Take the line with "For every instance of the traditional" and the rest of the lines after it, to the end of the entries, and restate them exactly.

╔══

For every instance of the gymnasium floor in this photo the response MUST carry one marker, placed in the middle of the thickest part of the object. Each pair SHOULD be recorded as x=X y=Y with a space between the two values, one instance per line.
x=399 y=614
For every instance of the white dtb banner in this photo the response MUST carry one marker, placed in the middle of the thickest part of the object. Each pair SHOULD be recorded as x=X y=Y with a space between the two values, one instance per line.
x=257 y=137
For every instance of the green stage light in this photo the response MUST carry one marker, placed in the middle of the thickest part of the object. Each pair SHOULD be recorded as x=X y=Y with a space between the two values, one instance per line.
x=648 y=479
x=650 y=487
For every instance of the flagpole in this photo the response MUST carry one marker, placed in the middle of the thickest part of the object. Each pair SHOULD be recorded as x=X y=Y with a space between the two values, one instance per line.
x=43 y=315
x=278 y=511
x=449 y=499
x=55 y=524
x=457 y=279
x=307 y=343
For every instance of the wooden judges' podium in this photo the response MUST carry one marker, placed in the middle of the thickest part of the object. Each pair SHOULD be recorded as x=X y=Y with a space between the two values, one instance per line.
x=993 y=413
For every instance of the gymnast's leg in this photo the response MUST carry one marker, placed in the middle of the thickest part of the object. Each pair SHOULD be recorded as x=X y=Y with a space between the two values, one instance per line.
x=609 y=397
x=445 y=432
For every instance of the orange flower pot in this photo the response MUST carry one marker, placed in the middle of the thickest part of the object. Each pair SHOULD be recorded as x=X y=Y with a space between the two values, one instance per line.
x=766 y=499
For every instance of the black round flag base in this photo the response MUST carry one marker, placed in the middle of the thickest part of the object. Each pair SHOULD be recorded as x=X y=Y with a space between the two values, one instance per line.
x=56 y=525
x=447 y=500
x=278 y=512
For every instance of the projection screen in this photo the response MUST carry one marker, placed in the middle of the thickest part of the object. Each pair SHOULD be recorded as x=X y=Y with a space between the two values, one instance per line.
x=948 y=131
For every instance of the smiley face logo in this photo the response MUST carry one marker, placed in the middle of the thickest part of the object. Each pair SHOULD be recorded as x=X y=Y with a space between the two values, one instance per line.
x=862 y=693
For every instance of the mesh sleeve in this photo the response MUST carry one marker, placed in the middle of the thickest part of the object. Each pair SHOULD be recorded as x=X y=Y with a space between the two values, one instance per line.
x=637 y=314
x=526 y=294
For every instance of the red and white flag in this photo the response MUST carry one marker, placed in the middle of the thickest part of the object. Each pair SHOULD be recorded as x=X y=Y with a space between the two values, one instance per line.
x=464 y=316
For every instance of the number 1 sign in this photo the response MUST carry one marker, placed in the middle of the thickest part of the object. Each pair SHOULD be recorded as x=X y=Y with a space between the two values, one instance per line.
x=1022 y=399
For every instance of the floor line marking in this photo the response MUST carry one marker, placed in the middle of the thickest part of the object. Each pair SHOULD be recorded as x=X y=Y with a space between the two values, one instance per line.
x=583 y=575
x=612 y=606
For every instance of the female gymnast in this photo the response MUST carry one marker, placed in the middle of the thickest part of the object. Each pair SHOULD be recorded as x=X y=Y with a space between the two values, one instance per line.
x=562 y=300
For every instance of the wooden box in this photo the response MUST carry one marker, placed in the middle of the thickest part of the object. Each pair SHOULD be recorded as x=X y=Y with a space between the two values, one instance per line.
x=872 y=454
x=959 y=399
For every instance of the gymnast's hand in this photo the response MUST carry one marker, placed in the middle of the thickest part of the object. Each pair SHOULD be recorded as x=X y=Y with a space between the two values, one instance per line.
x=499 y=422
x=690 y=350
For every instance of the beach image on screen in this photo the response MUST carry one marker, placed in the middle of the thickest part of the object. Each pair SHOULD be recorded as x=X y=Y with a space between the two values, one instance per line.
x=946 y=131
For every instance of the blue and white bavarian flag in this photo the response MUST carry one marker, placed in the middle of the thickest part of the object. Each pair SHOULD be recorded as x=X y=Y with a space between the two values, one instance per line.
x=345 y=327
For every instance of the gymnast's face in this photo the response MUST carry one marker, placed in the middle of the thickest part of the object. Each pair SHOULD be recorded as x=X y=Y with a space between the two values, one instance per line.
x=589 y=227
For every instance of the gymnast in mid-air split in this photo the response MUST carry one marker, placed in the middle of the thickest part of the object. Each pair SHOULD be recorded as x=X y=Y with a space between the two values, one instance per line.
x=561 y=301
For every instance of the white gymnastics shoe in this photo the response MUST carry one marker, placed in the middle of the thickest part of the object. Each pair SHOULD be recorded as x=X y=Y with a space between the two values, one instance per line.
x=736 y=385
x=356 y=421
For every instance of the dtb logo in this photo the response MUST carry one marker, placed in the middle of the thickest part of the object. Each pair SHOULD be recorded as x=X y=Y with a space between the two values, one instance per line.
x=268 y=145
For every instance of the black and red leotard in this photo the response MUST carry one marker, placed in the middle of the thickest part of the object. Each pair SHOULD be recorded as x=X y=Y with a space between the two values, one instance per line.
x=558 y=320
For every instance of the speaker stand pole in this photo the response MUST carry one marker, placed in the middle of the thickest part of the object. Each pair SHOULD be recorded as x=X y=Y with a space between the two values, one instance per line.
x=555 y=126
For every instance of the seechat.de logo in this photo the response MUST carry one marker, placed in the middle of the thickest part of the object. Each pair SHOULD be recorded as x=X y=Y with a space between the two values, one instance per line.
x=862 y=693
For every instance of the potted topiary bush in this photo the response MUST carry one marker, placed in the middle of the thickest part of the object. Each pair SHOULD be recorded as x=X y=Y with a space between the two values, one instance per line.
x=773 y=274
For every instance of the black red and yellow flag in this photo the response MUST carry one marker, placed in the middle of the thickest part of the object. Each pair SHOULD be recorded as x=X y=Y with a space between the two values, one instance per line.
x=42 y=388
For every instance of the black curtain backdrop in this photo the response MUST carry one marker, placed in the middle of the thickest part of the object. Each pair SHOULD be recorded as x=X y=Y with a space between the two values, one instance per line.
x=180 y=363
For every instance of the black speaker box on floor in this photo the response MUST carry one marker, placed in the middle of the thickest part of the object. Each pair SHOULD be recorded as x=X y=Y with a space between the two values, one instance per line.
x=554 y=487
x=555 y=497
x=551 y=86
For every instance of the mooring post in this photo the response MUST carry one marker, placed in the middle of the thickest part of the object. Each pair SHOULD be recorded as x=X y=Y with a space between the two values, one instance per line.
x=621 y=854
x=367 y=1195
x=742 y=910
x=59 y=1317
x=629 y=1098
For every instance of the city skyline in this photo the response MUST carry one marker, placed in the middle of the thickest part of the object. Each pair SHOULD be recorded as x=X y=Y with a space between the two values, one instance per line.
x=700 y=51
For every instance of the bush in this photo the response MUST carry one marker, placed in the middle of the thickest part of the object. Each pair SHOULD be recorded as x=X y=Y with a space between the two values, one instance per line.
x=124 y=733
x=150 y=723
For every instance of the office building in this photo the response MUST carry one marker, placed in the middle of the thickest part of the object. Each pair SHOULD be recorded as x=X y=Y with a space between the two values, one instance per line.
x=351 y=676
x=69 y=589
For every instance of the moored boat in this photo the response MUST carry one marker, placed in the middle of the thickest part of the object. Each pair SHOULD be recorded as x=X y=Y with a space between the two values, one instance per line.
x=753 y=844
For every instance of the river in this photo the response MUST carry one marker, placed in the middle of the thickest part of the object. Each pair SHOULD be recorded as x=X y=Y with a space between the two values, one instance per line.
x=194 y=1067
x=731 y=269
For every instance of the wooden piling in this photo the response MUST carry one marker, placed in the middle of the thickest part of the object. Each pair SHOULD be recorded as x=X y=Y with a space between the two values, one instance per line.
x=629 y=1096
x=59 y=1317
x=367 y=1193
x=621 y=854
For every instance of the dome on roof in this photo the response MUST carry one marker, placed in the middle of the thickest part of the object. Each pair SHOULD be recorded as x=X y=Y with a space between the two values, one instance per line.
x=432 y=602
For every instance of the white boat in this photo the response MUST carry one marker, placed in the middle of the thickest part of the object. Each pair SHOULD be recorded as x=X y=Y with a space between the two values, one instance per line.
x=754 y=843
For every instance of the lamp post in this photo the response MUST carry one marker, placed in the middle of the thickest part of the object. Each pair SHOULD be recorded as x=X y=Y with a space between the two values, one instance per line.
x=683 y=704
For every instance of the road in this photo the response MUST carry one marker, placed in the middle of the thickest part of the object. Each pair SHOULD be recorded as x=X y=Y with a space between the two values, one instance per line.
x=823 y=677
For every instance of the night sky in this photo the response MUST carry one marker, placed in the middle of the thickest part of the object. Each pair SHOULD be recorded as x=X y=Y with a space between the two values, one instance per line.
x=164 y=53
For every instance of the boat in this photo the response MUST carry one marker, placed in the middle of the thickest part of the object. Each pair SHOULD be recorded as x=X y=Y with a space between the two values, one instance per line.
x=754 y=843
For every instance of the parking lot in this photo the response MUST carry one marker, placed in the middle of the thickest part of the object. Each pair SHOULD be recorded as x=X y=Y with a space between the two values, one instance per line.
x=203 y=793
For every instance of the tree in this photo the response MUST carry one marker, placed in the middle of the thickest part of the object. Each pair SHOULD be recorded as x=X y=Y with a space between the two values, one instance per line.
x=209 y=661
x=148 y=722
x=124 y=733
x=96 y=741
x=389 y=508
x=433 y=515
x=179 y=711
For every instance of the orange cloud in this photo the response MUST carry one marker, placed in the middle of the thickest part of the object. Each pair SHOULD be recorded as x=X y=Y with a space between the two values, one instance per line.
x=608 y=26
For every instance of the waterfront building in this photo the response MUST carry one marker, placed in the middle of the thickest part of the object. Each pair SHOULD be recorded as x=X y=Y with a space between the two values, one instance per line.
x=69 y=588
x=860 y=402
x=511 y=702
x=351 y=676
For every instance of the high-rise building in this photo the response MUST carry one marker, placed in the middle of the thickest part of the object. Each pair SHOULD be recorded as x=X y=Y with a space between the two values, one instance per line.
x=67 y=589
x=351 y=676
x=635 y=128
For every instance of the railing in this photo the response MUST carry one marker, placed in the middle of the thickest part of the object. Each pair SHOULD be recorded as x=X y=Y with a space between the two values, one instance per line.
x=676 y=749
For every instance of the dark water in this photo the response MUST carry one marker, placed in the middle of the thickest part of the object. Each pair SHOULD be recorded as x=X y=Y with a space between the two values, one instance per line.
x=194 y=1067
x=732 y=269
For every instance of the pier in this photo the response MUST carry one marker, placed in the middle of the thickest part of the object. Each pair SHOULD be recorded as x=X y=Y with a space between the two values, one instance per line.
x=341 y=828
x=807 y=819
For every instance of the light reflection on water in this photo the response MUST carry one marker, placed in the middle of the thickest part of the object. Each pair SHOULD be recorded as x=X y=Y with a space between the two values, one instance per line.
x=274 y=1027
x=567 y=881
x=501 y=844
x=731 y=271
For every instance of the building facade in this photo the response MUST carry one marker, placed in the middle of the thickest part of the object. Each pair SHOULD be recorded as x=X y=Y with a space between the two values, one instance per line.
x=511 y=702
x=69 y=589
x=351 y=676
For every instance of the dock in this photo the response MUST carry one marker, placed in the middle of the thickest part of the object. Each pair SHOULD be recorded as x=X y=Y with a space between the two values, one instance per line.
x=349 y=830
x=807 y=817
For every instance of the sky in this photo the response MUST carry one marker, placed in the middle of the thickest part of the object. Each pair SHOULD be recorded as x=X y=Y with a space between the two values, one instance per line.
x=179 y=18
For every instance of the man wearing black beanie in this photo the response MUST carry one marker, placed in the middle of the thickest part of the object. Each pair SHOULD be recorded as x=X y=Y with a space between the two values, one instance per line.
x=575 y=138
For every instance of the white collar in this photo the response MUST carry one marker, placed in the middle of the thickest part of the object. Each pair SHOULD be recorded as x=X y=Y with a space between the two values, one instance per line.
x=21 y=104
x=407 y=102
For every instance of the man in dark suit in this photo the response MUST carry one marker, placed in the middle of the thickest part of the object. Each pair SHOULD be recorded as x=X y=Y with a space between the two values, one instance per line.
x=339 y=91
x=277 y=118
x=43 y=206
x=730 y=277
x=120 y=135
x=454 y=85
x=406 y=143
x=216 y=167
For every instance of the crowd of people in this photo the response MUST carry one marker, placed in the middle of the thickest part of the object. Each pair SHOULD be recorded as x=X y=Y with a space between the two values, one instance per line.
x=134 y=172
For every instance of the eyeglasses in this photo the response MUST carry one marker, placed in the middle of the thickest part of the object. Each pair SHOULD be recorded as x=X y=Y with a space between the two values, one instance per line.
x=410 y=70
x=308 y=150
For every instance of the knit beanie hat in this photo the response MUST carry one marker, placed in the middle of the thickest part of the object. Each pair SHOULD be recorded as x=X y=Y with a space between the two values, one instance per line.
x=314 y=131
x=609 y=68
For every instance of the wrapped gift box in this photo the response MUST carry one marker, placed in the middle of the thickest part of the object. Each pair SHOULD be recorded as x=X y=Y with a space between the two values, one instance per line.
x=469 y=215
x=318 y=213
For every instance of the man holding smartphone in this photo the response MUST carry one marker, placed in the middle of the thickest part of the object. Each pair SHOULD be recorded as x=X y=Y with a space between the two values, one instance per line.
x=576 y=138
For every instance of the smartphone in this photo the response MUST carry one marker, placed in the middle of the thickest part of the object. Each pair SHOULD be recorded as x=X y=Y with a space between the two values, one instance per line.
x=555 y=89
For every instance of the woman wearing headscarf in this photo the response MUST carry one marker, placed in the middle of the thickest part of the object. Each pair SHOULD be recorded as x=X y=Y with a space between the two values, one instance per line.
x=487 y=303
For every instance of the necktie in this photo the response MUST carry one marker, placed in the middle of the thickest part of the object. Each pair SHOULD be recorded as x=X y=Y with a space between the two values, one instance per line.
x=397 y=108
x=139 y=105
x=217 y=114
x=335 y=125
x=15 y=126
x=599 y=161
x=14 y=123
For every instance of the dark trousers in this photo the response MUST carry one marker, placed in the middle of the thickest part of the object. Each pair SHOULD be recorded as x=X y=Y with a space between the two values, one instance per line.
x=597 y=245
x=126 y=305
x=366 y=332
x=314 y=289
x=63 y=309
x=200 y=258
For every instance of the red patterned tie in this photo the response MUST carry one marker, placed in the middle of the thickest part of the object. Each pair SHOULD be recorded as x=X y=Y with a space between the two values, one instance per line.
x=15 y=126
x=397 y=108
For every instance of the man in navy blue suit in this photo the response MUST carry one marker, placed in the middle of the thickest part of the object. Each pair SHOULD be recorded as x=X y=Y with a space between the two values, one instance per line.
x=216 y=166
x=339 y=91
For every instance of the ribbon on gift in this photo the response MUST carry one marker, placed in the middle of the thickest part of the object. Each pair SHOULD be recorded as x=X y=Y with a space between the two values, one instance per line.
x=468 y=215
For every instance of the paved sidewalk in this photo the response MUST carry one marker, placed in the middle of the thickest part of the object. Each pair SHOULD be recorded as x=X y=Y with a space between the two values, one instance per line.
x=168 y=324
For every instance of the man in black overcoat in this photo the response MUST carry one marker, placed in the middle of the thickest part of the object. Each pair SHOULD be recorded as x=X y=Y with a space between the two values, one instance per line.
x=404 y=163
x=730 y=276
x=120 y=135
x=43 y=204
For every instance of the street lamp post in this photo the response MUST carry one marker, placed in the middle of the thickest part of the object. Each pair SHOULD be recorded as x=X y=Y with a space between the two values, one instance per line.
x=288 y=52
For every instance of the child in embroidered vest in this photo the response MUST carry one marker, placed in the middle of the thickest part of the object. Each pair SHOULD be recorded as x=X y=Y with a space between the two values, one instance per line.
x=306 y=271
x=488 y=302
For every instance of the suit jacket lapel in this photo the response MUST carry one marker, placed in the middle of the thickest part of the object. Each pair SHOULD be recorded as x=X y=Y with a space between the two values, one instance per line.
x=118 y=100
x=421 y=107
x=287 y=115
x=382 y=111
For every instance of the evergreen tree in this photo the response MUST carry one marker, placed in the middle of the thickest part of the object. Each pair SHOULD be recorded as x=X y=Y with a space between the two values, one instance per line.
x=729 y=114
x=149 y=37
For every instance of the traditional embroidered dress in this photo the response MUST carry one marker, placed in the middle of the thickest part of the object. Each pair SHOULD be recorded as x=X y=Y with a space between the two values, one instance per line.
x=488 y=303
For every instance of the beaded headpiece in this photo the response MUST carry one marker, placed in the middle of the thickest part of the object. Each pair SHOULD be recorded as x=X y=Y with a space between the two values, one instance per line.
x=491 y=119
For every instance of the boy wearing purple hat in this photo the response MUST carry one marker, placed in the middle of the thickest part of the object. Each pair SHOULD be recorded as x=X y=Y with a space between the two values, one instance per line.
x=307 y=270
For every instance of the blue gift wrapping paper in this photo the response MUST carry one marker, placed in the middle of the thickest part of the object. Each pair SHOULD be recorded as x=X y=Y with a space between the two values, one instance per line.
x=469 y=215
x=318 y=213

╚══

- EXERCISE RESULT
For every instance of the traditional embroidered dress in this photo the response MUST carry one marker, placed in the middle of the thickest part of the object. Each pair SHOULD be recorded as x=X y=Y with a space between the two values, one instance per line.
x=488 y=303
For every instance of the beaded headpiece in this photo the response MUST carry one marker, placed in the middle of the thickest part of the object. Each pair SHOULD be recorded as x=X y=Y with a space between the two values, one instance per line.
x=491 y=119
For every instance of the boy wearing purple hat in this photo the response MUST carry one marker, placed in the middle of the thickest part of the object. Each pair SHOULD be recorded as x=X y=Y with a space between the two values, one instance per line.
x=307 y=270
For every instance of the blue gift wrapping paper in this photo the response MUST carry one marker, placed in the middle of the thickest part of the object. Each pair SHOULD be recorded as x=X y=Y with a space between the two values, one instance per line.
x=469 y=215
x=318 y=213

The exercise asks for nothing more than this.